Convert every line of the entries below into a JSON list of strings, one string per line, with blank lines left out. Do not include the pictures in the list.

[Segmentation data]
......

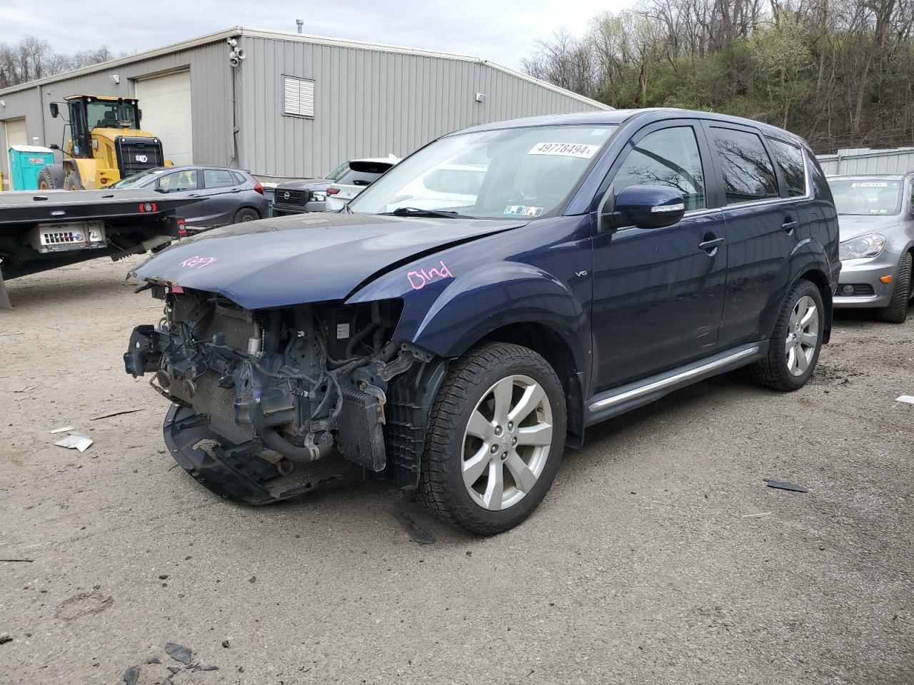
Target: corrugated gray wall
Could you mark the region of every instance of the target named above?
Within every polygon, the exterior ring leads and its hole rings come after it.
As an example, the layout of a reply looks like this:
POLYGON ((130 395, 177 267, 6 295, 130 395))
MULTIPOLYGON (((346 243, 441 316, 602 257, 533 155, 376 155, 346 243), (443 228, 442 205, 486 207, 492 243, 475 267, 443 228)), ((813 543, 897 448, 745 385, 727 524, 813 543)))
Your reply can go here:
MULTIPOLYGON (((29 136, 60 143, 48 104, 78 93, 132 97, 135 80, 190 69, 194 162, 265 176, 320 176, 354 157, 405 156, 435 138, 503 119, 587 111, 595 104, 472 59, 242 35, 240 68, 224 37, 38 87, 0 93, 0 121, 26 116, 29 136), (120 83, 111 79, 120 77, 120 83), (314 79, 314 119, 282 113, 282 76, 314 79), (239 159, 233 161, 232 79, 239 159), (485 93, 477 102, 475 94, 485 93)), ((140 103, 143 107, 143 103, 140 103)), ((154 133, 155 132, 151 132, 154 133)), ((5 151, 0 126, 0 150, 5 151)), ((168 141, 163 140, 165 156, 168 141)), ((5 154, 4 154, 5 157, 5 154)))
POLYGON ((907 174, 914 171, 914 148, 893 150, 854 148, 837 154, 816 155, 822 170, 829 176, 856 174, 907 174))
POLYGON ((264 175, 321 176, 473 124, 597 109, 475 61, 248 36, 241 44, 241 160, 264 175), (283 74, 314 79, 314 119, 282 114, 283 74))
MULTIPOLYGON (((29 143, 33 136, 37 136, 39 144, 60 144, 64 121, 59 117, 51 118, 48 104, 52 100, 62 101, 66 96, 77 94, 133 97, 133 79, 190 68, 194 162, 226 165, 232 155, 231 68, 228 58, 228 47, 225 41, 219 41, 26 90, 0 94, 0 100, 6 103, 5 107, 0 107, 0 120, 25 116, 29 143), (112 74, 120 77, 120 83, 115 84, 111 79, 112 74)), ((142 102, 140 108, 143 109, 142 102)), ((66 108, 61 107, 61 110, 66 112, 66 108)), ((0 126, 0 150, 4 151, 5 157, 7 146, 3 140, 3 129, 0 126)), ((68 138, 69 135, 68 130, 68 138)), ((168 141, 163 140, 162 142, 167 157, 168 141)))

......

_RESPONSE BELOW_.
[
  "Target: corrugated gray wall",
  "Could you mark the region of every instance of the target named above?",
  "Within every polygon, the exterior ring leads and its hole rings come after it.",
  "As an example, the layout of a reply looks like this:",
  "POLYGON ((130 395, 177 267, 6 295, 130 395))",
  "MULTIPOLYGON (((346 243, 441 316, 602 257, 533 155, 376 155, 346 243), (443 228, 442 205, 486 207, 492 243, 475 267, 443 228)), ((813 543, 897 448, 745 385, 727 524, 813 543)))",
  "Your reply can go here:",
  "MULTIPOLYGON (((29 136, 60 143, 48 104, 78 93, 132 97, 135 80, 190 69, 194 162, 265 176, 320 176, 354 157, 405 156, 435 138, 503 119, 587 111, 595 104, 472 59, 242 35, 240 68, 224 37, 38 87, 0 93, 0 121, 26 116, 29 136), (120 83, 111 79, 120 77, 120 83), (314 79, 314 119, 282 113, 282 76, 314 79), (239 159, 233 161, 232 79, 239 159), (485 93, 477 102, 475 94, 485 93)), ((140 103, 143 107, 143 103, 140 103)), ((154 133, 155 132, 151 132, 154 133)), ((5 151, 0 126, 0 150, 5 151)), ((168 141, 163 140, 165 156, 168 141)), ((5 154, 4 154, 5 157, 5 154)))",
  "POLYGON ((907 174, 914 171, 914 148, 893 150, 854 148, 837 154, 816 155, 822 170, 829 176, 856 174, 907 174))",
  "POLYGON ((264 175, 321 176, 473 124, 597 109, 475 61, 248 36, 241 44, 241 160, 264 175), (283 74, 314 79, 314 119, 282 114, 283 74))",
  "MULTIPOLYGON (((29 143, 33 136, 37 136, 39 144, 60 144, 64 121, 59 117, 51 118, 48 104, 52 100, 62 101, 66 96, 77 94, 133 97, 133 79, 190 68, 194 162, 226 165, 232 155, 231 68, 228 58, 228 47, 225 41, 219 41, 26 90, 0 94, 0 100, 6 103, 5 107, 0 107, 0 120, 25 116, 29 143), (112 74, 120 77, 120 83, 115 84, 111 79, 112 74)), ((142 102, 140 108, 143 109, 142 102)), ((66 108, 61 107, 61 110, 66 112, 66 108)), ((0 126, 0 150, 4 151, 5 157, 7 146, 3 140, 3 129, 0 126)), ((68 138, 69 135, 68 130, 68 138)), ((168 141, 163 140, 162 142, 167 157, 168 141)))"
]